▶ [TASK 1] According to the Hermes search setup post, why was a .env file needed?
▶ [TASK 2] Reproduce the stretch of the Hermes search setup post from "Setting up Hermes" through "tool schema (Python)".

Setting up Hermes Search with a FastAPI Backend

After getting my ThinkCentre (“blackbox”) stable, I wanted to set up a search tool that lets my local LLMs fetch real-time web results.
This post documents the working config I used to connect Hermes 2/3 to a custom FastAPI tool, backed by SearxNG.
🔧 What We Used:
- Hermes model via Ollama (Docker install)
- Open WebUI (connected to Ollama)
- SearxNG (for anonymous web search)
- FastAPI (for a custom
/search
tool) - Hermes tool schema (Python)
🌐 Step 1: Setting Up SearxNG
SearxNG was installed separately in Docker.
It listens locally at:
http://blackbox:8888
No customizations needed apart from disabling unwanted engines in its settings.yml.
🛠️ Step 2: Building the FastAPI Search Tool
We wrote a simple Python script using FastAPI and httpx.
search_tool.py:
from fastapi import FastAPI, Query
import httpx
app = FastAPI()
SEARXNG_URL = "http://blackbox:8888"
@app.get("/search")
async def search(query: str = Query(...)):
async with httpx.AsyncClient() as client:
response = await client.get(f"{SEARXNG_URL}/search", params={"q": query, "format": "json"})
response.raise_for_status()
data = response.json()
results = []
for item in data.get("results", [])[:5]: # limit to top 5
results.append(f"{item['title']}: {item['url']}")
return {"results": results}
📂 Step 3: Environment Setup
We needed a .env
file to configure the tool in Open WebUI.
.env for Open WebUI:
OPENAI_API_KEY=ollama
OLLAMA_BASE_URL=http://ollama:11434
WEBUI_TOOLS_CUSTOM_TOOLS_DIR=/app/extensions/tools
🖥️ Step 4: Testing Locally
After launching the FastAPI server with:
uvicorn search_tool:app --host 0.0.0.0 --port 5005
We could hit:
http://blackbox:5005/search?q=hermes+ai
Example output:
{
"results": [
"Hermes AI: A New Wave in LLMs - https://example.com/hermes-ai-news",
"How Hermes Compares to GPT-4 - https://example.com/hermes-vs-gpt4",
"Running Hermes Locally - https://example.com/run-hermes-guide",
"Hermes Search Tool Setup - https://example.com/setup-hermes-search",
"Hermes Model Details - https://example.com/hermes-model-info"
]
}
🤖 Step 5: Registering the Tool in Open WebUI
In Open WebUI, we added our tool like this:
tool_manifest.json:
{
"name": "search",
"description": "Searches the web for up-to-date information.",
"input_schema": {
"type": "object",
"properties": {
"query": {
"type": "string",
"description": "The search query to look up."
}
},
"required": ["query"]
},
"api": {
"type": "openapi",
"url": "http://blackbox:5005/openapi.json"
}
}
Now Hermes can call the tool when it needs current information!
📜 Final Notes:
- This was all run inside our local network.
- No need to expose anything to the Internet.
- Tailscale lets me access the search tool remotely if needed.
- Future improvements: rate limiting, fallback search engines, caching.
🖤 "blackbox" specs
For context:
Our Hermes server is running on a Lenovo ThinkCentre M710q:
- CPU: Intel i5-7500T (4 cores, 8 threads)
- RAM: 16GB DDR4
- Storage:
- Samsung 980 NVMe 500GB (primary drive)
- Crucial 1TB SATA SSD (mounted at
/mnt/Crucial1TB
)
- Other:
- Docker installed
- Tailscale configured for remote access
- qBittorrent-nox running as a service
- Open WebUI for local LLM frontend
✨ Next Project
Maybe adding embedding-based retrieval so that Hermes can not only search the web, but also search my private documents.
TL;DR
This search tool setup lets Hermes feel way "smarter" without sacrificing the privacy and control of running everything locally.

▶ [EXTRACTED INFORMATION]

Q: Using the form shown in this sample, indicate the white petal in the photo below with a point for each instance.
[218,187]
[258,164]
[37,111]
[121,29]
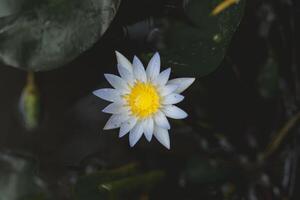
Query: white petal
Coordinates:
[123,61]
[153,67]
[135,134]
[148,128]
[127,126]
[115,121]
[162,135]
[108,94]
[125,74]
[183,83]
[161,120]
[163,77]
[174,112]
[116,81]
[168,89]
[139,70]
[115,108]
[173,99]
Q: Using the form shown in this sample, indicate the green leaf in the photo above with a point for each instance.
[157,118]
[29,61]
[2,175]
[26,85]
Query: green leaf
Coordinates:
[18,179]
[42,35]
[197,46]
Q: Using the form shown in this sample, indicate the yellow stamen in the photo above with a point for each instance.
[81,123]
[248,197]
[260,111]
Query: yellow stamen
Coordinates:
[143,99]
[222,6]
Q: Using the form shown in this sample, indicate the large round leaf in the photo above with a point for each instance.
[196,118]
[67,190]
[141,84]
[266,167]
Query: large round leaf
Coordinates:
[41,35]
[196,46]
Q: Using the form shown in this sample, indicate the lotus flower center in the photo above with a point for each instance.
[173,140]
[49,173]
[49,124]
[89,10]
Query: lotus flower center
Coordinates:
[143,99]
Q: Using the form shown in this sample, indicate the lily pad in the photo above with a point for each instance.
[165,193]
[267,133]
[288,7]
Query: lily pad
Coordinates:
[197,44]
[42,35]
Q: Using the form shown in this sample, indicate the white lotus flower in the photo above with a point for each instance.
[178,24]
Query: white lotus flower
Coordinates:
[143,99]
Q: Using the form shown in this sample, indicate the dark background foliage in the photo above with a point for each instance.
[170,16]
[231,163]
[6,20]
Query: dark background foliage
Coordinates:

▶ [SOLUTION 1] A .env file was needed to configure the tool in Open WebUI.

▶ [SOLUTION 2]
Setting up Hermes Search with a FastAPI Backend

After getting my ThinkCentre (“blackbox”) stable, I wanted to set up a search tool that lets my local LLMs fetch real-time web results.
This post documents the working config I used to connect Hermes 2/3 to a custom FastAPI tool, backed by SearxNG.
🔧 What We Used:
- Hermes model via Ollama (Docker install)
- Open WebUI (connected to Ollama)
- SearxNG (for anonymous web search)
- FastAPI (for a custom
/search
tool) - Hermes tool schema (Python)